#### Page text:
◆ ◆ ◆
Is IVIG worth it if you have to pay out of pocket?

serafim

Senior Member
Messages
107
I don’t have any autoimmune disease. Only have SFN symptoms during crashes, can’t get tested. No immune deficiency either. I’m very severe. Is it worth paying thousands of dollars for? What’s the risk to reward ratio here? How much do people who respond well to IVIG improve and how many of those people don’t have any indications for IVIG besides ME?
 

kangaSue

Senior Member
Messages
1,896
Location
Brisbane, Australia
Rituximab (Rituxan) is a 'bigger gun' step up to IVIG that also covers what IVIG does as part of its mechanism but Rituximab hasn't made a lot of impression on symptoms in clinical trials into people with ME/CSF either so unless you have a pathological antibody finding that's known to respond to IVIG, there's probably going to be a strong chance that you will be wasting your money with IVIG treatment.
 

kushami

Senior Member
Messages
460
As far as I know, IVIg is not given to patients with ME/CFS and no other indications in any reputable treatment centres because there is not enough evidence to support it.

One, the risks of giving it outweigh the potential benefits (which until there is sufficient evidence have to be considered as none)

And two, there’s a limited supply, so even if the risks were negligible, it’s not something doctors can just give a try, because they would be taking away from the supply to patients for whom it is proven to be life saving.

But there do seem to have been some reasonably promising trials some years ago.

I was very surprised to find this one in Australia of 49 people (!) in 1990.
https://pubmed.ncbi.nlm.nih.gov/2146875/

However, it says that 40 of the participants had “abnormal cell-mediated immunity”, so I guess that counts as an indication, at least in a research setting. I wonder what happened to those people down the road.

(I looked into IVIg a bit after a specialist made an offhand comment to me that “you could try to qualify for it”. Turns out there is absolutely no way I would qualify for it here in Australia with my current illness, even if my symptoms got a lot worse. Confirmed my opinion that that specialist was a twit. Imagine if I had taken his words at face value and started pursuing an unachievable treatment, plus the disappointment when I didn’t get it after perhaps a two-year wait to find that out.)

I’m sorry you can’t get testing for SFN.
◆ ◆ ◆
Extracted records:
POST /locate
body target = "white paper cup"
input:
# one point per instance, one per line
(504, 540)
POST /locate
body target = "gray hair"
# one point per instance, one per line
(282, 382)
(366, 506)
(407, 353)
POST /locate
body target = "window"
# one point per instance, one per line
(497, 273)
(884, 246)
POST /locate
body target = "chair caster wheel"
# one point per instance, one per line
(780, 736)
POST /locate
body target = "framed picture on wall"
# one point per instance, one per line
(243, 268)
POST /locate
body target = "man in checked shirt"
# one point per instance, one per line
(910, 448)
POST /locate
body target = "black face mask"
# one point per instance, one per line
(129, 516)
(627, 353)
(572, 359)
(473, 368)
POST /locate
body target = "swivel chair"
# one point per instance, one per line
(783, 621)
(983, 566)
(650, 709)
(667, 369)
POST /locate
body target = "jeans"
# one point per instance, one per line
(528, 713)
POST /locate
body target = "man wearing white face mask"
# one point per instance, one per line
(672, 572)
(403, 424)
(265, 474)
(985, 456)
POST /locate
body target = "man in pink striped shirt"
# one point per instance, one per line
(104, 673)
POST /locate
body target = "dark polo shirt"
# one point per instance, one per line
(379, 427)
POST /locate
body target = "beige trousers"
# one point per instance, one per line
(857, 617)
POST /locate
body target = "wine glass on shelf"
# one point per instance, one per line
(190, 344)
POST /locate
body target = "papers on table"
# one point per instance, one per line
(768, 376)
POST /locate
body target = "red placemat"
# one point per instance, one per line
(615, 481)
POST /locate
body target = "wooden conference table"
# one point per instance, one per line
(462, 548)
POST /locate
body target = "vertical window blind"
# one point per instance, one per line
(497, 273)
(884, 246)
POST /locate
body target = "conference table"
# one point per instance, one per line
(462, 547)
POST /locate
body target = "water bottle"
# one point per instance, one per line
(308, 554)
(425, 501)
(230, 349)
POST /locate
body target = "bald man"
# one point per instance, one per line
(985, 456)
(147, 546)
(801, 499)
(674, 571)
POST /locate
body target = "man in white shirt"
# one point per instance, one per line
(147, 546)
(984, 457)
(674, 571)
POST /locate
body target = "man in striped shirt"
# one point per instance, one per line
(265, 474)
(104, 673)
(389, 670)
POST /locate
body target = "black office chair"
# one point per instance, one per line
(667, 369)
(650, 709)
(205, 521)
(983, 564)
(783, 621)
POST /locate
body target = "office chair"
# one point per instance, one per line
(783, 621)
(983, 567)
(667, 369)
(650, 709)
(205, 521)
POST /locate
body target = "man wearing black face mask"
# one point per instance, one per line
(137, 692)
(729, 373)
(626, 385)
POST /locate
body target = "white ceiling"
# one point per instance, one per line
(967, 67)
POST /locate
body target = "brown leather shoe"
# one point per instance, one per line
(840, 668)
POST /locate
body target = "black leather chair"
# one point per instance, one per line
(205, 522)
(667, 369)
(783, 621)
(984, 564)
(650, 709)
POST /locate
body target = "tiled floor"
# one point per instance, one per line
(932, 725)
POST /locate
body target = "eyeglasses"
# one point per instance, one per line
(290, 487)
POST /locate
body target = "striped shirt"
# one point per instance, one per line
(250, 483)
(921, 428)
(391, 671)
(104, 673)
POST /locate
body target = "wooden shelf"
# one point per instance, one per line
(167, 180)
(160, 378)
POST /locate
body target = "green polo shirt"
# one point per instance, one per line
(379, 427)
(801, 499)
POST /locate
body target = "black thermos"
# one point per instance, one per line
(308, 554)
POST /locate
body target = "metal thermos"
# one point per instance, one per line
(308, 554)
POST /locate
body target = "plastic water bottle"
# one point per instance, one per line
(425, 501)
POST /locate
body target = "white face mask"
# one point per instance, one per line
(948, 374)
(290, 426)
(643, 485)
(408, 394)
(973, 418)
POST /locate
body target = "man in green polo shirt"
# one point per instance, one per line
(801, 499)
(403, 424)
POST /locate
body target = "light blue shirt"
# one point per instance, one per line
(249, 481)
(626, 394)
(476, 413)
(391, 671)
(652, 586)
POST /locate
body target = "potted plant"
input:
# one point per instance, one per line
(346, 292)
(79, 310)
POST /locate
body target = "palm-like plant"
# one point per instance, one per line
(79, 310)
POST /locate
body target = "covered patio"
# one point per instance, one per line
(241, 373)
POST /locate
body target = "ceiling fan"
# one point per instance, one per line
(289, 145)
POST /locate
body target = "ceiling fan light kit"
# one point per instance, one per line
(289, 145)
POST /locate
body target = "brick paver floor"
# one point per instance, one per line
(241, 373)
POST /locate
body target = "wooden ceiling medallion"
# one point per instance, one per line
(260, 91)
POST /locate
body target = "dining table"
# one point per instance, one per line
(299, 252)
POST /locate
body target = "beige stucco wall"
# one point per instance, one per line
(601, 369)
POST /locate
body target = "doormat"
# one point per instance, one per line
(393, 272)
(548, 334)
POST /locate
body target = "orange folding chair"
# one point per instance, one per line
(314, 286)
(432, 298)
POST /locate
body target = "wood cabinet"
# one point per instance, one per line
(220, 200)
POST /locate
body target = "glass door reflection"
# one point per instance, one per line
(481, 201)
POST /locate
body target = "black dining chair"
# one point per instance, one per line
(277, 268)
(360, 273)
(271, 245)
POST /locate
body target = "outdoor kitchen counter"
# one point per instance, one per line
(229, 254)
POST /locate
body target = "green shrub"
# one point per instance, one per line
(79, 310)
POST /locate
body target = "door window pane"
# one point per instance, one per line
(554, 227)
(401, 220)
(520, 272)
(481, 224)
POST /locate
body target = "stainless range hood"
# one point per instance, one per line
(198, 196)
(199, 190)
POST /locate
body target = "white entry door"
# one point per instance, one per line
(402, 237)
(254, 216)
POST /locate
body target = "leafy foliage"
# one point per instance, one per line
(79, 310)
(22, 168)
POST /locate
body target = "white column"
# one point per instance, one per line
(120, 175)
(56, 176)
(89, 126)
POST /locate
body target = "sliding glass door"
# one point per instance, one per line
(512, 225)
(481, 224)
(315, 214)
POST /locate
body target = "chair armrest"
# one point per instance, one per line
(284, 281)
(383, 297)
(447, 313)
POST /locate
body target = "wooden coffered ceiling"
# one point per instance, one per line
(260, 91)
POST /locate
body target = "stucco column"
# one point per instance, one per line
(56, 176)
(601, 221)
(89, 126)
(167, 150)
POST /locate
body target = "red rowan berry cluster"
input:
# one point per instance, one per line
◆ ◆ ◆
#### Prompt 1:
Please list the usernames of everyone who posted in the IVIG forum thread.
#### Prompt 2:
Print everything in the IVIG forum thread from "And two, there’s" down to "be life saving.".

#### Final answer 1:
serafim, kangaSue, kushami

#### Final answer 2:
And two, there’s a limited supply, so even if the risks were negligible, it’s not something doctors can just give a try, because they would be taking away from the supply to patients for whom it is proven to be life saving.